- _Work order A_:
Answer these questions from the forum thread:
(i) What does one commenter say the AI running on GitHub's side feels equivalent to?
(ii) What is named as the strongest selling point?
(iii) What does one commenter suggest using to make repos public?
- _Work order B_:
Do these statements agree with the forum thread? Answer yes or no for each, and quote the words that decide it.
(i) One commenter hopes the billed minutes will be large.
(ii) The brand recognition is called irrelevant to about 95% of software development.
(iii) One commenter knows many GitHub users who like it.

- _Text passage_:

Though actually the more I think about it, I think this change actually does make more sense. In the case of the AI running on GitHub side, that does feel pretty equivalent to CI minutes. I would hope that the number of minutes they bill for is pretty minimal though, since the vast majority of that will be I/O waiting on the agent to return
Done that way it obfuscates cost of the code review and I think that's on purpose
Weird that Anthropic decided to build a Claude Code Routines toilet.
Do they, though? I don't know a single person who uses GitHub who actually likes it. It's far more often something like "it's fine, but I miss (GitLab|Gerrit)" or "I stopped using it for personal stuff and moved to (Codeberg|GitLab)."
The brand recognition among non-technical folks is really the strongest selling point in my eyes. And that's irrelevant to ~95% of software development.
If you want to make your repos public, you could use cgit and the like.
Between 27x model costs and this, CVE exploits and downtime their platform is starting to feel like a questionable decision.

- _Data_:
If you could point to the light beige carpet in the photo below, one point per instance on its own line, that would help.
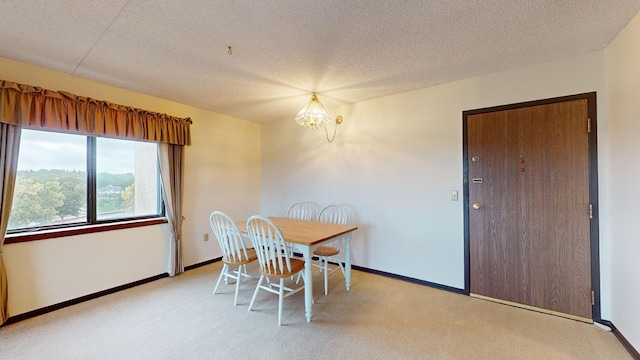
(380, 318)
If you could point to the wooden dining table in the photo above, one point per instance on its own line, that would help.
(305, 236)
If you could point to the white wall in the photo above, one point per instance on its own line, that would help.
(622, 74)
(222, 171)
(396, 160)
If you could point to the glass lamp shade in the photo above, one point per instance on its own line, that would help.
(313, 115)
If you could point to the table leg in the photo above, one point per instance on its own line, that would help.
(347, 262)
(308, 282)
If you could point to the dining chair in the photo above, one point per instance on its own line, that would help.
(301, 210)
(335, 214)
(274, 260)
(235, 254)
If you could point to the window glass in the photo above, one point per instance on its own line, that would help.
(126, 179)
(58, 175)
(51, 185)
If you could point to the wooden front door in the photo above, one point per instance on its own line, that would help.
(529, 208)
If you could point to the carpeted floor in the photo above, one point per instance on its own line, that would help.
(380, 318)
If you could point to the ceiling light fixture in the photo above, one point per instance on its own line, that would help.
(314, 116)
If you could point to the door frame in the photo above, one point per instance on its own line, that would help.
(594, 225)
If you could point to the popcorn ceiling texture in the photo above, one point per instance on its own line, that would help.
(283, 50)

- _Exercise result A_:
(i) CI minutes.
(ii) Brand recognition among non-technical folks.
(iii) cgit and the like.

- _Exercise result B_:
(i) No: "I would hope that the number of minutes they bill for is pretty minimal though"
(ii) Yes: "And that's irrelevant to ~95% of software development."
(iii) No: "I don't know a single person who uses GitHub who actually likes it."